◆ **Task to complete**
Retype the part of the performer bio below starting at "A Tour 'Round" and ending at "currently a teacher.".

Fiddle-L Anthology 1999

A Tour 'Round The World Of Fiddling

Performer Bio



Eric Cullingworth Falconer, Kelso, Roxburghshire, Scotland (

Eric was born April 16, 1951, in Galashiels, Scottish Borders, Scotland. He has a degree in American History and is currently a teacher.


Eric's heritage is Scottish (Borders), and English (Yorkshire). His father was born in Blainslie, Scottish Borders; his mother came from Billingley, Yorkshire, England. Great-uncle Wullie played the violin, and the rest of the musicians in Eric's family were all accordionists. "It's a cross I've learned to bear," Eric writes (with a smile?). In 1994 he began playing the violin in his native country of Scotland. "I had about half a dozen lessons soon after starting from Lucy Cowan -- a teacher and player of style and humour. She plays a lot of baroque music and she's interested in everything. No further formal lessons -- I'm still learning from Lucy's lessons. I think I'm getting a lesson every time I play with somebody else, or listen to them. It's great talking to other fiddlers. There's quite a few kids round here who play the fiddle well. I learn a lot from them." Eric has attended a couple of summer schools with Alastair Fraser and Buddy MacMaster, and various workshops with a range of fiddlers -- Catriona MacDonald, Iain MacFarlane, Jimmy Nagle, Chris Leslie. "Catriona's a brilliant teacher, by the way." The first tune Eric learned was Far Frae Hame; "I used to be Ian King's backup man on guitar (Ian's also on this tape) and Ian played this a lot. I got to know it through hearing it and wanted to play it. [There are] so many great tunes I could never pick just one as my favourite. It'll tend to be the one I'm learning -- I'll get a great buzz out of playing it and I'll play it over and over again -- that's if I manage to learn it! I do keep coming back to "Ashokan Farewell" though. I love playing it. It's my treat at the end of a long practice session. I'll just play Ashokan Farewell through a few times. Fabulous tune. [The fiddler who plays the best rendition] has to be Jay Ungar -- that was the version I heard first." Eric notes among his favorite fiddlers are Alastair Fraser, Andy McGann, Buddy MacMaster and Jerry Holland. "Watching and listening to Catriona MacDonald playing a slow air is amazing. Come to think about it I'd rather my favourite fiddler looked like Catriona."

◆ **Records shown**
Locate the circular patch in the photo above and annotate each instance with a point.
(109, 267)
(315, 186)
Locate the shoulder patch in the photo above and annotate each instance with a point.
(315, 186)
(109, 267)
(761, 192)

◆ **Answer**
A Tour 'Round The World Of Fiddling

Performer Bio



Eric Cullingworth Falconer, Kelso, Roxburghshire, Scotland (

Eric was born April 16, 1951, in Galashiels, Scottish Borders, Scotland. He has a degree in American History and is currently a teacher.